SINGAPORE (Reuters) – Sloane Stephens is happy to be part of an unlikely quartet to reach the last four of the WTA Finals after the American maintained her perfect record in round-robin play with a 6-3 6-3 victory over Wimbledon champion Angelique Kerber on Friday.

The American’s victory set up a semi-final showdown against Karolina Pliskova on Saturday, the fifth and seventh seeds taking to the Singapore Indoor Stadium court after sixth-ranked Elina Svitolina faces eighth-ranked Kiki Bertens.

“Obviously the girls that were the bottom four — so me, Svitolina, Bertens and Karolina — I think we have all had great seasons and had some really great results,” Stephens said after beating Kerber for the fifth time in a row to top the Red Group.

“Obviously the top four have, too, but I think at the end, like when we were all battling towards the end of the year, everyone pretty much counted us out, because they were, like, ‘Oh, they are barely going to qualify or barely get in’.

“Everyone (of the lower-ranked players) came here with nothing to lose but ready to kind of kick ass.

“I think we have all played, the four of us in our groups, I think we have all played really well, like even though when I played Kiki, that was probably the best match I played in the group,” the American said of her 7-6(4) 2-6 6-3 victory.
────────────────
What this exercise asks:
1 - Summarize the WTA Finals report above in two sentences.
2 - List every tennis player named in the WTA Finals report above.
3 - Carry on the WTA Finals report above, picking up after its final sentence.

Source data:
────────────────
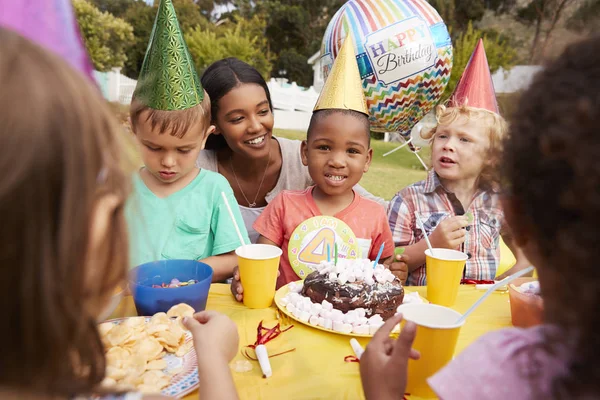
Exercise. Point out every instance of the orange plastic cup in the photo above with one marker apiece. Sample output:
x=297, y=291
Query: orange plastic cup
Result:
────────────────
Expected responses:
1 - Sloane Stephens beat Wimbledon champion Angelique Kerber 6-3 6-3 at the WTA Finals in Singapore to keep her perfect round-robin record and top the Red Group, setting up a Saturday semi-final against Karolina Pliskova. Stephens said that she, Elina Svitolina, Kiki Bertens and Pliskova, the bottom four of the field, had all had great seasons despite being counted out, and had come with nothing to lose.

2 -
- Sloane Stephens
- Angelique Kerber
- Karolina Pliskova
- Elina Svitolina
- Kiki Bertens

3 -
“So, yeah, it’s great for us, great for the younger girls just to be able to prove ourselves and even get this far and get here. Yeah, it’s kind of cool.”

Stephens added that she was delighted with her ability to stay focused throughout all her matches on the indoor hard court surface that did not favour a particular player in the eight-woman field.

“I think I just competed really hard. I stayed solid every match. Obviously the conditions were kind of neutral for everyone. The court is a little bit slow,” the 25-year-old said.

“I knew from the start I was going to have to battle and every match was going to be a tough one,” she added of her matches against Kerber, Bertens and U.S. Open champion Naomi Osaka.

“It’s not every day or every tournament that you play three top-10 players in a row or four top-10, whatever it is now. So I just go out there and battle, and play as hard as I can, and whatever happens, happens.”